#### GIVEN INFORMATION:
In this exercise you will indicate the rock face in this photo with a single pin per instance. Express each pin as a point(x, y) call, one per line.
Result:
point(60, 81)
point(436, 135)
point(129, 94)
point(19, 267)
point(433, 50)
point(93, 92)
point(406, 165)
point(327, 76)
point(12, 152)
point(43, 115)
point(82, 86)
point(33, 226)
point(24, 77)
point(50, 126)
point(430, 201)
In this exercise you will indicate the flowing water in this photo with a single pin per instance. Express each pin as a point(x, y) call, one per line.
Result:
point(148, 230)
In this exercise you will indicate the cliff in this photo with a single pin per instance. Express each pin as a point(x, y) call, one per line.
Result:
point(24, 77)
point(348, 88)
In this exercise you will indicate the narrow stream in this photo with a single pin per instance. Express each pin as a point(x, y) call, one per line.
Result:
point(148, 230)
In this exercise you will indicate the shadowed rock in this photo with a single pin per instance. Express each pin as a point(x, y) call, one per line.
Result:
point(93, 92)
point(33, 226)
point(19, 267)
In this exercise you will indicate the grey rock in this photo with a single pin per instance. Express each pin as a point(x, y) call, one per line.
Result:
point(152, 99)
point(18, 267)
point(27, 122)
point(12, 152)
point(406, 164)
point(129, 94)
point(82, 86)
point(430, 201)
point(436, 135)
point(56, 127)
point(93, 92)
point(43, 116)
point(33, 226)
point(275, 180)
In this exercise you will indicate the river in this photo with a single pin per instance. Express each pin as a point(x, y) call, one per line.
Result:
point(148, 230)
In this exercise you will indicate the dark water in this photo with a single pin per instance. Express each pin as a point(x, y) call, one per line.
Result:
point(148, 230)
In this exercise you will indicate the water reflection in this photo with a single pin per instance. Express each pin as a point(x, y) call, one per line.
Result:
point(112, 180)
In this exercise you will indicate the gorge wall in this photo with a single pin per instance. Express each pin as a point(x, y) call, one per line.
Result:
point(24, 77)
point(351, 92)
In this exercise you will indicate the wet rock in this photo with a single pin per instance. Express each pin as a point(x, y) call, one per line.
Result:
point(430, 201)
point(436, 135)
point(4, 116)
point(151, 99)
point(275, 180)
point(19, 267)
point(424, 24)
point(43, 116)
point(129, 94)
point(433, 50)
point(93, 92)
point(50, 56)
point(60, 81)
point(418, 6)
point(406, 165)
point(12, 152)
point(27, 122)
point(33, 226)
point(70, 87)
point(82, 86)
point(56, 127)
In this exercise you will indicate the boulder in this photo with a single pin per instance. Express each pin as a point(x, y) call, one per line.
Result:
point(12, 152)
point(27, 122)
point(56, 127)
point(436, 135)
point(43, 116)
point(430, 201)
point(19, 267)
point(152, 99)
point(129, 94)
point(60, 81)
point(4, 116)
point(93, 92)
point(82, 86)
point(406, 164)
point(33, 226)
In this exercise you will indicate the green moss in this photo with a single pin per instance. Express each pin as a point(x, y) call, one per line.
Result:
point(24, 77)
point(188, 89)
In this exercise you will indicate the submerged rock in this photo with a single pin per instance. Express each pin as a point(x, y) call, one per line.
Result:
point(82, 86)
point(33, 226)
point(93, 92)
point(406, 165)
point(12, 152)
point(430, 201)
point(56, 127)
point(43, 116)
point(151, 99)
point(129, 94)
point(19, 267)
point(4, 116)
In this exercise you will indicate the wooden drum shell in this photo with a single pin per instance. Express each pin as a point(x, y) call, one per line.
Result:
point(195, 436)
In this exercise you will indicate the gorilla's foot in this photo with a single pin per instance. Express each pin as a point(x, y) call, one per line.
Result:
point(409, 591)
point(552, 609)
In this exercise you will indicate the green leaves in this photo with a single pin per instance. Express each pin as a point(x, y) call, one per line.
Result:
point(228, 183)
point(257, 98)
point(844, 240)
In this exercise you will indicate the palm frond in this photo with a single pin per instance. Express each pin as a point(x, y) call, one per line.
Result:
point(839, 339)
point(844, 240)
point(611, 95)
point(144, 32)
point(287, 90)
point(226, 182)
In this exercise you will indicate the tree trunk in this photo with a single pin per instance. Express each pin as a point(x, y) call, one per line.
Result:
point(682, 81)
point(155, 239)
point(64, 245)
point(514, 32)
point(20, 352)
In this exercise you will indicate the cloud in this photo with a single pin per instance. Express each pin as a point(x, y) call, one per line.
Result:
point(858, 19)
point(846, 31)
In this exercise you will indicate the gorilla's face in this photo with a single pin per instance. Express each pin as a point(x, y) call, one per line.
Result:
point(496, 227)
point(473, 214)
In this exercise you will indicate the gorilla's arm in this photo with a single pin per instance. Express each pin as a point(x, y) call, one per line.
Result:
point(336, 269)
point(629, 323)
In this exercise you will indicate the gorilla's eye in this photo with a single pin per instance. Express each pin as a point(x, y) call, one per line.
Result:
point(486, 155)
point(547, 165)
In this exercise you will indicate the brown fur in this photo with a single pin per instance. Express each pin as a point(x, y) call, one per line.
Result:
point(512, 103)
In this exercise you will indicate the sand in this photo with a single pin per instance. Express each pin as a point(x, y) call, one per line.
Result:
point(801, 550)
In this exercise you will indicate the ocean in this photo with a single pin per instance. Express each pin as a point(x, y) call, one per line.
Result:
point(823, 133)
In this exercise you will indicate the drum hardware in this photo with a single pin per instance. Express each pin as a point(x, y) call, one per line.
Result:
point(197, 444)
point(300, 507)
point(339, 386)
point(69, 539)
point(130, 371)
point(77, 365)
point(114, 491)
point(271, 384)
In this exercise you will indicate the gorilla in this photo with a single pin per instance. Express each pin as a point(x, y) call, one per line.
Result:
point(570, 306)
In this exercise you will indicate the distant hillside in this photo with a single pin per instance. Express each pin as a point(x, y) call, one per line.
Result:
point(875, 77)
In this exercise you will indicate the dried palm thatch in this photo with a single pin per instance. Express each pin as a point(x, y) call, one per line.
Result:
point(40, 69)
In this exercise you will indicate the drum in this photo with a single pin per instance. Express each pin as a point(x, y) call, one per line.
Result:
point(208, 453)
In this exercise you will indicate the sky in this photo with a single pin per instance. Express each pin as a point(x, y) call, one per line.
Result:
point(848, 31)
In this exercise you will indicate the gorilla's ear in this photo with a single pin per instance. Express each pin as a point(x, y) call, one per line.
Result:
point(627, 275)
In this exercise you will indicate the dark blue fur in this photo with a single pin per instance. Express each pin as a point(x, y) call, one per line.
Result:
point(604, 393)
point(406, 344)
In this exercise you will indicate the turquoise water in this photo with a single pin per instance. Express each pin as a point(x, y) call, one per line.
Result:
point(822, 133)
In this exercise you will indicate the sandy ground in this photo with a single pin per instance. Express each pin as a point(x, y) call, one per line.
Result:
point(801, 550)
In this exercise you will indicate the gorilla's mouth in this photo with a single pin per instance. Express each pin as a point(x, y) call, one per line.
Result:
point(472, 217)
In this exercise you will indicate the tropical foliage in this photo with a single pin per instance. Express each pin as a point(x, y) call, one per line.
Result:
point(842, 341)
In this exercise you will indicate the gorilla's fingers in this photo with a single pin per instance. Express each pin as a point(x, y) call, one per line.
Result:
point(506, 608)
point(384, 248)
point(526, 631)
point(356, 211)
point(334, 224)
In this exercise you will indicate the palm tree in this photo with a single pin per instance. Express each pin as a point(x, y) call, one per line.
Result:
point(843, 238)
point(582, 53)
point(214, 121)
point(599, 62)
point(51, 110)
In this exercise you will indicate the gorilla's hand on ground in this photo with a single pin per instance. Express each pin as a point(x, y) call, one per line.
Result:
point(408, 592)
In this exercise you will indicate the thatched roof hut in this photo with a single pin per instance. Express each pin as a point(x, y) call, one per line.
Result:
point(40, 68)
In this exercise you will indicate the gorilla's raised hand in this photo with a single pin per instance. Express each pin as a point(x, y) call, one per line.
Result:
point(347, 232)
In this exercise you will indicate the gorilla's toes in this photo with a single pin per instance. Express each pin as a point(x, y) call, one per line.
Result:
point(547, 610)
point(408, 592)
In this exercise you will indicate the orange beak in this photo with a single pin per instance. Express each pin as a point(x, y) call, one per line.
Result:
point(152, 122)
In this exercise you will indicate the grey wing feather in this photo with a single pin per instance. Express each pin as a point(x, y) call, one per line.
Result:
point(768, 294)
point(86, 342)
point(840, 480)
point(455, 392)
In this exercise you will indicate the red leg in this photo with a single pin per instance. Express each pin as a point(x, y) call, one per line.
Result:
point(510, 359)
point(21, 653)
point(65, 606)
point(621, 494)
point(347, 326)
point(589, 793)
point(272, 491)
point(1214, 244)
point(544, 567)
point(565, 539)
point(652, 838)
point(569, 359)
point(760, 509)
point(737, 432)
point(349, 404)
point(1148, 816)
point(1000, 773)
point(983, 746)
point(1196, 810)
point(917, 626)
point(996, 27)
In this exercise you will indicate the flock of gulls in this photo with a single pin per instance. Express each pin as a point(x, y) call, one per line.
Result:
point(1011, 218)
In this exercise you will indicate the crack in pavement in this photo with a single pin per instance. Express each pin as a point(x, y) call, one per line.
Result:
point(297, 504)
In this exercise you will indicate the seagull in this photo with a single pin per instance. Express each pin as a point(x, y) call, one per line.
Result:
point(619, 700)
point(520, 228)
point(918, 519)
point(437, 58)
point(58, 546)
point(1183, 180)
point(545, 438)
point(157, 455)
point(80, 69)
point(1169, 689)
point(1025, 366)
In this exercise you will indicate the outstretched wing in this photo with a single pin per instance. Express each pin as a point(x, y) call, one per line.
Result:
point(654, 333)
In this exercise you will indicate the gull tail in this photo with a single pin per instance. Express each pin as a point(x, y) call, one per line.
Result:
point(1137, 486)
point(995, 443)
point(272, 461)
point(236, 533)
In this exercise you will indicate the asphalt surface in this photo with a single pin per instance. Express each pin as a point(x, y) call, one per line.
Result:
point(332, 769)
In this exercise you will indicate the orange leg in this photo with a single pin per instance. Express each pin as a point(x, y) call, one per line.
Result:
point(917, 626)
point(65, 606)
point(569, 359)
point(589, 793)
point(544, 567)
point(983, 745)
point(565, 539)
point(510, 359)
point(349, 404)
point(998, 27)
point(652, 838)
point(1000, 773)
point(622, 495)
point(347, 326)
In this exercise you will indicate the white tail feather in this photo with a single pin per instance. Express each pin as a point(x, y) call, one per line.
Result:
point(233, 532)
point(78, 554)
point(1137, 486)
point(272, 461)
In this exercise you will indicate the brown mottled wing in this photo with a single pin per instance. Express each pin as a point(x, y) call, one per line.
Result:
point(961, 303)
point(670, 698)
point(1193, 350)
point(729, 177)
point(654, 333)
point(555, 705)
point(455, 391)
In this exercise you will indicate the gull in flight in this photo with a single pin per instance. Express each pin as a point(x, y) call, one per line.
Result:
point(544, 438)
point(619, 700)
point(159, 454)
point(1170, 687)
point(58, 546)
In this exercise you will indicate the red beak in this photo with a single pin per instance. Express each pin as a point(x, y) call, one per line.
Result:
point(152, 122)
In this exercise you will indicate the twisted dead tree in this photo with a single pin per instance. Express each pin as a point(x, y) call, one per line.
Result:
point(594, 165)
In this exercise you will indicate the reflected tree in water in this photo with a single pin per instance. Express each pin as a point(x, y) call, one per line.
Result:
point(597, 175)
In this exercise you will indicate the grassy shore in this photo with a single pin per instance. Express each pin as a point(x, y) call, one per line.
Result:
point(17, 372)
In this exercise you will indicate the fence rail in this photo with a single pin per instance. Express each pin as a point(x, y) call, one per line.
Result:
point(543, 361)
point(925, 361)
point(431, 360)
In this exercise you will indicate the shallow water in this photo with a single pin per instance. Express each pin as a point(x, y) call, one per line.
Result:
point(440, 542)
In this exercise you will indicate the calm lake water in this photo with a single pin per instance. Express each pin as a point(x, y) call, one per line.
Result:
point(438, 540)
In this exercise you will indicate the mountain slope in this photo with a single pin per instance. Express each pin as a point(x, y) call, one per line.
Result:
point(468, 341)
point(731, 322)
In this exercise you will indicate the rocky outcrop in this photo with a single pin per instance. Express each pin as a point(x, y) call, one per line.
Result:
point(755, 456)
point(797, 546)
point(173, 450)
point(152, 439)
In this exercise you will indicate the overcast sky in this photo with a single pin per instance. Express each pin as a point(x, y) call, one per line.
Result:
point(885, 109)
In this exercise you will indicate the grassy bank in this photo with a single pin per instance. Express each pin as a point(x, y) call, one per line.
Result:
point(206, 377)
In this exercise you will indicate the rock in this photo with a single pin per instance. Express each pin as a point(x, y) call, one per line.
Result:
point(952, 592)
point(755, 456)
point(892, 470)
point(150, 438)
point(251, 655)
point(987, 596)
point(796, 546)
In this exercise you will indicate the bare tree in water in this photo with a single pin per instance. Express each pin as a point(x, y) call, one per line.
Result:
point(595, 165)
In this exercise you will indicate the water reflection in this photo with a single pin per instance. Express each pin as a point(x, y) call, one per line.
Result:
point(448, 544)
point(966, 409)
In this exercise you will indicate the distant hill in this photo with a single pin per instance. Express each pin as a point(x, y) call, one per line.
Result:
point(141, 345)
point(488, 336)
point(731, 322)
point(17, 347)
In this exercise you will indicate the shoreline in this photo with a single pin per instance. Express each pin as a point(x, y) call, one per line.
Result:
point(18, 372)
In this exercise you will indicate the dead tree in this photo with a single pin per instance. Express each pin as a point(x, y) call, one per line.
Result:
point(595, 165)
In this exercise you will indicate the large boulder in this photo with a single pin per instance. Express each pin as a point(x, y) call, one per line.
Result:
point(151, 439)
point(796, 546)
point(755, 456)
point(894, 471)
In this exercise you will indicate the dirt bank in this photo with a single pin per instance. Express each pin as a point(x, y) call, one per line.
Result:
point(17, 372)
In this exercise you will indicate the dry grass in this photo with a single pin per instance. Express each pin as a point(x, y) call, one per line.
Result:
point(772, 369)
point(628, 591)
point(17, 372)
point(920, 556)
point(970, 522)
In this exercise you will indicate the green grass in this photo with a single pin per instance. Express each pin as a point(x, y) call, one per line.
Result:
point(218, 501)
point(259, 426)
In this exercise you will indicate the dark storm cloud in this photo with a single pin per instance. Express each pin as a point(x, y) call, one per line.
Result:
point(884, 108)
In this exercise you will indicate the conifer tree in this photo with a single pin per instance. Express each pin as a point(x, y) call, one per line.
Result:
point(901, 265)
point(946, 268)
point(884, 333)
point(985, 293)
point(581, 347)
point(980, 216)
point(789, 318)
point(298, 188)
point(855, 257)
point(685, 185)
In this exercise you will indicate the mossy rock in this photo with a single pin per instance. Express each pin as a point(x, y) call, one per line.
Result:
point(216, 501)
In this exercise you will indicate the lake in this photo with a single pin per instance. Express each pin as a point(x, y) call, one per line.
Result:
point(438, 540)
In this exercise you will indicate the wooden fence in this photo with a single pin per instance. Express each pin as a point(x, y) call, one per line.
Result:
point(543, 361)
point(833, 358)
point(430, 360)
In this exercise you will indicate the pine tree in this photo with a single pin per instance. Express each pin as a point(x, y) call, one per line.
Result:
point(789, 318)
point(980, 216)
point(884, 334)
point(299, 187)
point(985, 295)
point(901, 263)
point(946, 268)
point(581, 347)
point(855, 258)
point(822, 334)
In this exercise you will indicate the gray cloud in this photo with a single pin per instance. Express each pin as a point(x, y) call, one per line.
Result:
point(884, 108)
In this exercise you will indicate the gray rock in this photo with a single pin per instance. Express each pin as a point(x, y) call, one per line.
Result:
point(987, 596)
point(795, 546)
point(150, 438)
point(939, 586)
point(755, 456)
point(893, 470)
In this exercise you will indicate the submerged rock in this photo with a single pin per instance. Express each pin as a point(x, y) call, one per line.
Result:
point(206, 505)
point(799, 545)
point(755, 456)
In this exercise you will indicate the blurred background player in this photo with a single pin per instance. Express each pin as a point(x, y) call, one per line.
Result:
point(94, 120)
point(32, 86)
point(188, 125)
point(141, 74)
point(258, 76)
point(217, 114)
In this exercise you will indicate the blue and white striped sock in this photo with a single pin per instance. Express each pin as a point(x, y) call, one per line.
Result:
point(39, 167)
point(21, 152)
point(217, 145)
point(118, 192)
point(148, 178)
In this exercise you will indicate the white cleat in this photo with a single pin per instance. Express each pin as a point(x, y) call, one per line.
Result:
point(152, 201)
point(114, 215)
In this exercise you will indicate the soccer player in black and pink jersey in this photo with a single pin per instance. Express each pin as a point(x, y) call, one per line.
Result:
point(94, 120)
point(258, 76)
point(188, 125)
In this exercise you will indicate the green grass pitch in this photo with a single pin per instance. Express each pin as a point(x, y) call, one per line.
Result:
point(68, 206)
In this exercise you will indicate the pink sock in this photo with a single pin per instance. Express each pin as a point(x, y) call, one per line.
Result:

#### TASK:
Please revise the records from the line with "In this exercise you will indicate the gorilla's toes" to the line with "point(455, 392)", giving only those lines with "orange beak" changed to "yellow beak" and everything else left unchanged.

#### CORRECT OUTPUT:
In this exercise you will indicate the gorilla's toes in this photo with a single pin per instance. Express each pin as a point(x, y) call, one per line.
Result:
point(547, 610)
point(408, 592)
In this exercise you will indicate the yellow beak in this photo with a single pin per instance. Express each pin as a point(x, y) call, one per line.
Result:
point(152, 122)
In this exercise you will indicate the grey wing feather in this photo with a single pin per instance. Express each pin as a point(x, y) call, one per line.
Result:
point(768, 294)
point(86, 342)
point(840, 480)
point(455, 392)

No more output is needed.